Rows from a dataset
+++
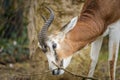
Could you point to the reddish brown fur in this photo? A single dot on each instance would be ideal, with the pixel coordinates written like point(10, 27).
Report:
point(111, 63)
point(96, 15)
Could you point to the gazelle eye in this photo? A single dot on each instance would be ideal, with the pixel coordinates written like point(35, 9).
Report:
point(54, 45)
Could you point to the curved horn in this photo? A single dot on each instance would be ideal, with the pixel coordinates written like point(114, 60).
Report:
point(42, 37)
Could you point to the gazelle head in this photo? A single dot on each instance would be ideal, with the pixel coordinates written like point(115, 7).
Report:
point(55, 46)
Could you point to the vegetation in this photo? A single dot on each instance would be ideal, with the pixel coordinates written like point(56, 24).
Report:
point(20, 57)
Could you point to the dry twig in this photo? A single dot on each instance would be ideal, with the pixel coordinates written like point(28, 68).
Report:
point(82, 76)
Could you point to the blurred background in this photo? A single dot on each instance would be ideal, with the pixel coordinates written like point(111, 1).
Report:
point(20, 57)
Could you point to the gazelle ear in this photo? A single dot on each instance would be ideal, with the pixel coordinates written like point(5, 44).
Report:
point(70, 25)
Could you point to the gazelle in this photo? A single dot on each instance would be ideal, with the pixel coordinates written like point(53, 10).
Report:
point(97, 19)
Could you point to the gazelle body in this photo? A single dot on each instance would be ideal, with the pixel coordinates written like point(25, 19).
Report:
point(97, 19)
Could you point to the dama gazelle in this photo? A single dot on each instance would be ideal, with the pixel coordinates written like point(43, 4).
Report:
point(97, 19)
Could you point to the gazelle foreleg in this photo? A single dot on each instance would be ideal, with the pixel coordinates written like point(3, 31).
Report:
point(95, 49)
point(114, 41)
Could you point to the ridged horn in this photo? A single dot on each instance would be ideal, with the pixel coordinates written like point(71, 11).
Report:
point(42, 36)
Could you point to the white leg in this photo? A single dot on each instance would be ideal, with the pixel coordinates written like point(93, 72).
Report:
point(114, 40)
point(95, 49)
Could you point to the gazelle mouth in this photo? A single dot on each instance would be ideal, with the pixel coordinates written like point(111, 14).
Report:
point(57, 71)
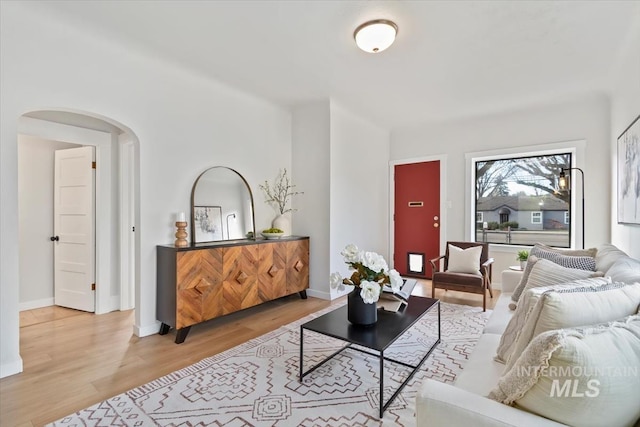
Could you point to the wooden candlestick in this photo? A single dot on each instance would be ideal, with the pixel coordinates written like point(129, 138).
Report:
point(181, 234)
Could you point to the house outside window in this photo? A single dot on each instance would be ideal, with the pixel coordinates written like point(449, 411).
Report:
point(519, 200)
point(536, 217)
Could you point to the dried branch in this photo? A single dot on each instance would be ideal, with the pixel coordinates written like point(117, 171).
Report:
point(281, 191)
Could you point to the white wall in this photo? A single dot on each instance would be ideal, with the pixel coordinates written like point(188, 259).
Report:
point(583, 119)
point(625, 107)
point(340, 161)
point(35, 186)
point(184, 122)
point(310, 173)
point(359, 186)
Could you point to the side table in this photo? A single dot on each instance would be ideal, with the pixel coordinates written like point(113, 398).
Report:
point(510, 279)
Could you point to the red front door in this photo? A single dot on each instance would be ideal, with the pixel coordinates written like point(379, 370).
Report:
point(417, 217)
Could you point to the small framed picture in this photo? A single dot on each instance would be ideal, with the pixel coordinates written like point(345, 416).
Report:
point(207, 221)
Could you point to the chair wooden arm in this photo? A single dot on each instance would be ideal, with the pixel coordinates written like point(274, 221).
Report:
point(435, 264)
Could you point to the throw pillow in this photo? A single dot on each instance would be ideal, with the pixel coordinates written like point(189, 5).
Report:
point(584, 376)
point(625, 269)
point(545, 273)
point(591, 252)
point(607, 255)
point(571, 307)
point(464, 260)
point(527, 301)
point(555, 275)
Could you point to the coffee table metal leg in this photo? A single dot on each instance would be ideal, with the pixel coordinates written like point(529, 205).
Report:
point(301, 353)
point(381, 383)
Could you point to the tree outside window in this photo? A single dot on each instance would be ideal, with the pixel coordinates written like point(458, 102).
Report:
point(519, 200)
+++
**Task description:** Copy everything from the line containing "Could you point to the dry" down to the line containing "point(42, 36)", raising each x and y coordinate in the answer points by 105. Keep the requests and the sample points inside them unchanged.

**Correct answer:**
Could you point to the dry twig in this photo? A single dot on each instance would be ideal, with the pixel coordinates written like point(28, 68).
Report:
point(187, 181)
Could you point to the blurred background in this photo? A single dot on each instance would be ideal, with the pixel coordinates written like point(111, 1).
Report:
point(125, 162)
Could you point to the gazelle ear in this photo? A single dot on each instance would be ideal, with the pixel coordinates written like point(5, 44).
Report:
point(175, 130)
Could you point to the gazelle in this photo? A single dot on each instance would be ideal, with the pixel coordinates written like point(53, 10).
Report:
point(202, 124)
Could you point to the gazelle body in this photo? A single dot on each instance would be ideal, with the pixel coordinates written like point(25, 19).
Report:
point(202, 124)
Could you point to the dama gazelle in this photo? A single dot on each instance would be ideal, with the pixel coordinates written like point(43, 4).
Report:
point(202, 124)
Could you point to the gazelle foreleg in this photo? A single dot on each instance would be ideal, with the pixel coordinates written like point(3, 31).
Report:
point(200, 154)
point(219, 146)
Could you point to the ridged horn in this photo? A single dot on each instance would be ideal, with the pixel coordinates written like point(71, 11).
Report:
point(147, 141)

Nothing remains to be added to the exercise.